====== Records supplied ======

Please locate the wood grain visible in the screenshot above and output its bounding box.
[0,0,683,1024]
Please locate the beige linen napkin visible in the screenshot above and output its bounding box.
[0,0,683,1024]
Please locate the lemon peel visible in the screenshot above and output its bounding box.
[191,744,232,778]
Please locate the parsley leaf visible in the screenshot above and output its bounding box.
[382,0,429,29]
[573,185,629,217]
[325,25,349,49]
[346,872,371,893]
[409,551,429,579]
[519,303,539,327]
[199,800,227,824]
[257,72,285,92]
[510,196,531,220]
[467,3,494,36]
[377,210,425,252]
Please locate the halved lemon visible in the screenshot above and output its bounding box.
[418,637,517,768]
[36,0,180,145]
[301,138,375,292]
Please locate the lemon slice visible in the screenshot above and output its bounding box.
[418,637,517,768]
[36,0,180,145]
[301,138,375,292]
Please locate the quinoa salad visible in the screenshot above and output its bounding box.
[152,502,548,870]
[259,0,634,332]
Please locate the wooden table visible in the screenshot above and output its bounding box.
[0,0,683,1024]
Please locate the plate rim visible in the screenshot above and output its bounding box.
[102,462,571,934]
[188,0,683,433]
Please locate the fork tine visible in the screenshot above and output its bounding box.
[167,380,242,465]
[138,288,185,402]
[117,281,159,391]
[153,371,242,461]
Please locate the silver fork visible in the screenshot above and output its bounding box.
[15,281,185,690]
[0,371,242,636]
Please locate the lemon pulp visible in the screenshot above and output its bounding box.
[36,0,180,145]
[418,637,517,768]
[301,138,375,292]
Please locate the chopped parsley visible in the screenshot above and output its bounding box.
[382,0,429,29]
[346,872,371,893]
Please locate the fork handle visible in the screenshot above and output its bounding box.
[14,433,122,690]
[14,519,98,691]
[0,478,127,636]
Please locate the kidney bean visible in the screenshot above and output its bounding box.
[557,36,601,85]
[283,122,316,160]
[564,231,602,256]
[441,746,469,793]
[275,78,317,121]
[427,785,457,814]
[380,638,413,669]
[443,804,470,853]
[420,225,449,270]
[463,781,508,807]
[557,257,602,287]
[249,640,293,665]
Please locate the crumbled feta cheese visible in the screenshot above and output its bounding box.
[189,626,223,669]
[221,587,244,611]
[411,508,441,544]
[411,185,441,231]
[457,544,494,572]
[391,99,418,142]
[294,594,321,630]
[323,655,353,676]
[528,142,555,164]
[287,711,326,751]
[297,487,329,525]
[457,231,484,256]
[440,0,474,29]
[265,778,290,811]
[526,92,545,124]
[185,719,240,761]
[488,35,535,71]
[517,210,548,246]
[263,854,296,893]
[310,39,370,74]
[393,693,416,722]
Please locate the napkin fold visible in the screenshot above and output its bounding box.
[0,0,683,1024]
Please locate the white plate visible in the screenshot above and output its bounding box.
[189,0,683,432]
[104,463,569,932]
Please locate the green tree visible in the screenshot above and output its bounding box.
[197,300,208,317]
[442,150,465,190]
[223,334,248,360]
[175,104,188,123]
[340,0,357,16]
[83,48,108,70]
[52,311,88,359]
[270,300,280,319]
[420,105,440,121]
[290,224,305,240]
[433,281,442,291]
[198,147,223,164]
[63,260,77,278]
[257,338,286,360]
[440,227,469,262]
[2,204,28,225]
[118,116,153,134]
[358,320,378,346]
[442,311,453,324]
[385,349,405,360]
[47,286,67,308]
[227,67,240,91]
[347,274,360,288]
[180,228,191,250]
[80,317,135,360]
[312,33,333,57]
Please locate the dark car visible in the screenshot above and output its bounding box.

======

§ **What is required**
Copy out every line above word for word, with no changes.

§ **Correct output**
Please locate the wood grain visible in the screenshot above and output its bounding box.
[0,0,683,1024]
Please locate the beige linen napkin visible in the screenshot above and output its bounding box.
[0,0,683,1024]
Please locate the lemon peel visible in the screenshot above and output its bounding box.
[191,744,232,778]
Please locate the parsley leaf visible in the screenshot above and output its bounding box.
[382,0,429,29]
[573,185,629,217]
[325,25,349,49]
[346,872,371,893]
[409,551,429,579]
[519,303,539,327]
[199,800,227,824]
[257,72,285,92]
[510,196,531,220]
[467,3,494,36]
[377,210,425,252]
Please locate the halved lemon visible in the screenshot above and output its bounding box.
[418,637,517,768]
[36,0,180,145]
[301,138,375,292]
Please locate the lemon slice visible in the screenshot above and output its bounding box.
[418,637,517,768]
[36,0,180,145]
[301,138,375,292]
Please locate the quinoa salad visible in the screenshot above and output its bounding box.
[152,502,548,870]
[259,0,634,332]
Please locate the wooden table visible in the screenshot above and output its bounding box.
[0,0,683,1024]
Please locate the plate rim visible in the screenshot above and output its bounding box.
[102,462,571,934]
[188,0,683,433]
Please locate the fork tine visible in the screenshot above and output its bounding box.
[167,380,242,465]
[138,288,185,402]
[117,281,159,391]
[153,371,242,461]
Please locate the silver fork visible in the screenshot above and output its bounding box.
[15,281,185,690]
[0,371,242,636]
Please locate the lemon pulp visible in the screenshot above and output its bounding box.
[36,0,180,145]
[418,637,517,768]
[301,138,375,292]
Please locate the chopped parsley visible in the screenshot above and output its bounding box.
[382,0,429,29]
[346,872,371,893]
Please locate the fork handle visible in the screenshot above and output its bounding box.
[14,433,122,690]
[14,519,98,691]
[0,478,127,636]
Please locate the kidney bean visible in the screenshot above and output its bounding box.
[557,36,601,85]
[283,122,316,160]
[564,231,602,256]
[441,746,469,793]
[275,78,317,121]
[427,785,457,814]
[380,638,413,669]
[443,804,470,853]
[420,225,449,270]
[463,781,508,807]
[557,257,602,287]
[249,640,293,665]
Please locate the crumbled feta cheese visible in the screenshot above and output its bounding box.
[189,626,223,669]
[221,587,244,611]
[411,508,441,544]
[411,185,441,231]
[457,544,494,572]
[391,99,418,142]
[294,594,321,630]
[323,655,353,676]
[528,142,555,164]
[287,711,326,751]
[297,487,329,525]
[457,231,484,256]
[440,0,474,29]
[265,778,290,811]
[526,92,545,124]
[185,719,240,761]
[488,35,535,71]
[517,210,548,246]
[263,854,296,893]
[310,39,370,74]
[393,693,416,722]
Please locate the napkin fold visible in the screenshot above and output its bounding box.
[0,0,683,1024]
Please locate the white plate visible in the screenshot above and output its bounding box.
[189,0,683,432]
[104,463,569,932]
Please locate the green tree visible in the screenshot above and output its bounding box.
[197,300,208,317]
[442,150,465,190]
[223,334,248,360]
[175,104,188,123]
[340,0,357,16]
[83,48,108,70]
[52,311,88,359]
[270,300,280,319]
[420,105,440,121]
[290,224,305,240]
[433,281,442,291]
[198,147,223,164]
[63,260,77,278]
[257,338,286,360]
[440,227,469,262]
[2,204,28,225]
[118,116,153,134]
[358,320,378,346]
[442,311,453,324]
[385,349,405,360]
[47,286,67,308]
[227,67,240,91]
[347,274,360,288]
[180,228,191,250]
[80,317,135,360]
[312,33,333,57]
Please locate the dark car visible in the screenshot above and output its bounding box.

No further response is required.